EXERCISE INSTRUCTIONS - Could you lay out only the stretch of records from the line containing "- **Object to detect**: the teal glass panel" through the line containing "top-left (0, 0), bottom-right (626, 359)" as a two-column CSV with the headers record_text and answer? Give one row per record, with its text and its answer each in a single quoted field and line breaks replaced by spaces.
* Start GIVEN RECORDS *
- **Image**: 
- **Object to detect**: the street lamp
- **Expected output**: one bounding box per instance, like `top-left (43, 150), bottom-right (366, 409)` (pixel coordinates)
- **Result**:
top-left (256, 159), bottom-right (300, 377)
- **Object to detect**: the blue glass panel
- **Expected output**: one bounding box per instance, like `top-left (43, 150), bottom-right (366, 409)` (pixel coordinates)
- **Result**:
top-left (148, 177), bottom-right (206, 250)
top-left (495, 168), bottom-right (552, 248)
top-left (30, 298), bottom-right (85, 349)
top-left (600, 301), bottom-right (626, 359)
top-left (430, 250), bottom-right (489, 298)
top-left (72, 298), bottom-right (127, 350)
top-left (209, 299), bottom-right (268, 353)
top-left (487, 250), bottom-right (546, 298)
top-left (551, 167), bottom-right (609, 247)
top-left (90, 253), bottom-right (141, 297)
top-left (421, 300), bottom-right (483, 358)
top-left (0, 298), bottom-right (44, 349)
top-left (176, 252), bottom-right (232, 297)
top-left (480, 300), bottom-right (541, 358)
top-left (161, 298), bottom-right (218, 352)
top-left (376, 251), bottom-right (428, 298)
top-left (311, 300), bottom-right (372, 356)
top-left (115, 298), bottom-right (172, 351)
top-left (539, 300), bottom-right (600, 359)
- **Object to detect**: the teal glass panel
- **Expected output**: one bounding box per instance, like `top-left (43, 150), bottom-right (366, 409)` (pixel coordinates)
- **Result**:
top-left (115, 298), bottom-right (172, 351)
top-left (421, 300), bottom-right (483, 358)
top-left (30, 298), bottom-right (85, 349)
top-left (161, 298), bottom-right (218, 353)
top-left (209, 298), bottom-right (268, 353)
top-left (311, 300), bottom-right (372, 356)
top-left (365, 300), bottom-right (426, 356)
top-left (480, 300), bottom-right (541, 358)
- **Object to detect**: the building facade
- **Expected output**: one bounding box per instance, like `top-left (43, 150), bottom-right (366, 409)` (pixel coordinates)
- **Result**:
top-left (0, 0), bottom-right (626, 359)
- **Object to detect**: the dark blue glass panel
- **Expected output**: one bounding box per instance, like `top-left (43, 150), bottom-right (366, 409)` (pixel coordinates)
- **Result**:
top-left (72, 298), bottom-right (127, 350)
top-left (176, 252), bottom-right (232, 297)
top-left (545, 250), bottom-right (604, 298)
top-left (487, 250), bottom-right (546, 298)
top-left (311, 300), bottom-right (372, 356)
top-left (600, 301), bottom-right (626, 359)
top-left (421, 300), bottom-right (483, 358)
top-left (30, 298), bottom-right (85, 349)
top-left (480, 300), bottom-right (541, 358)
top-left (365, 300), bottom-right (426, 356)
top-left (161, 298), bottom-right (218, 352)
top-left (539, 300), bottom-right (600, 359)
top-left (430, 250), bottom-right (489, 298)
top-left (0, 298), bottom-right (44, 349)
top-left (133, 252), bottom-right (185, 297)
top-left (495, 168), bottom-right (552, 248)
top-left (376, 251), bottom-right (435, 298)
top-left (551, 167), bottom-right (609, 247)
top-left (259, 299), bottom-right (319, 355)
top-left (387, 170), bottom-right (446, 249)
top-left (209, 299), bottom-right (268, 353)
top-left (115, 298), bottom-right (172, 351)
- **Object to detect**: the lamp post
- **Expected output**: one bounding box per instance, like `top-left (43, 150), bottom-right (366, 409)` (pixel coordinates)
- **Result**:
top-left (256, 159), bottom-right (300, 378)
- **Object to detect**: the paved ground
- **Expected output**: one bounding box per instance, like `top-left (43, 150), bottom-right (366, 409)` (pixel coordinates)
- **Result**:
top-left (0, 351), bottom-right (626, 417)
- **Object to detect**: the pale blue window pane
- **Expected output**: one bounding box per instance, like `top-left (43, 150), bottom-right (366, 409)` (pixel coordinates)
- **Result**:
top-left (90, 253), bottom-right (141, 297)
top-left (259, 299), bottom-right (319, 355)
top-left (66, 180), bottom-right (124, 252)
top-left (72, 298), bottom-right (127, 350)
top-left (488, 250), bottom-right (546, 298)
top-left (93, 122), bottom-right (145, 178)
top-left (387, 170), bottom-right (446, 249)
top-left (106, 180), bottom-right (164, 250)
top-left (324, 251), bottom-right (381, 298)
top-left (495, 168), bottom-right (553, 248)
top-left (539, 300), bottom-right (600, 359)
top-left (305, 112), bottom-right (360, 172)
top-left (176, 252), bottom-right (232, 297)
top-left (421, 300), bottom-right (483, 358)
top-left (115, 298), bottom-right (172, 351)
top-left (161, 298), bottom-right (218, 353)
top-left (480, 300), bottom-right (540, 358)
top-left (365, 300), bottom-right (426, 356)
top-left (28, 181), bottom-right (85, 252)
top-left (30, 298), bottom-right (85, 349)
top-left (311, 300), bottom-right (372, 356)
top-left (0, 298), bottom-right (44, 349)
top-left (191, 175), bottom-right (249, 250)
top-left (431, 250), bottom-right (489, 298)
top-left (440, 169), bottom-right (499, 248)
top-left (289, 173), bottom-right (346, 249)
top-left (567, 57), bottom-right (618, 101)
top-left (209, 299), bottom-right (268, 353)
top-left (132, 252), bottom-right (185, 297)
* End GIVEN RECORDS *
SOLUTION FOR THIS PROBLEM -
record_text,answer
"- **Object to detect**: the teal glass panel - **Expected output**: one bounding box per instance, like `top-left (43, 150), bottom-right (366, 409)` (pixel coordinates) - **Result**:","top-left (115, 298), bottom-right (172, 351) top-left (421, 300), bottom-right (483, 358) top-left (30, 298), bottom-right (85, 349) top-left (161, 298), bottom-right (218, 353) top-left (209, 298), bottom-right (268, 353) top-left (311, 300), bottom-right (372, 356) top-left (365, 300), bottom-right (426, 356) top-left (480, 300), bottom-right (541, 358)"
"- **Object to detect**: the building facade - **Expected output**: one bounding box per instance, like `top-left (43, 150), bottom-right (366, 409)` (pixel coordinates) - **Result**:","top-left (0, 0), bottom-right (626, 359)"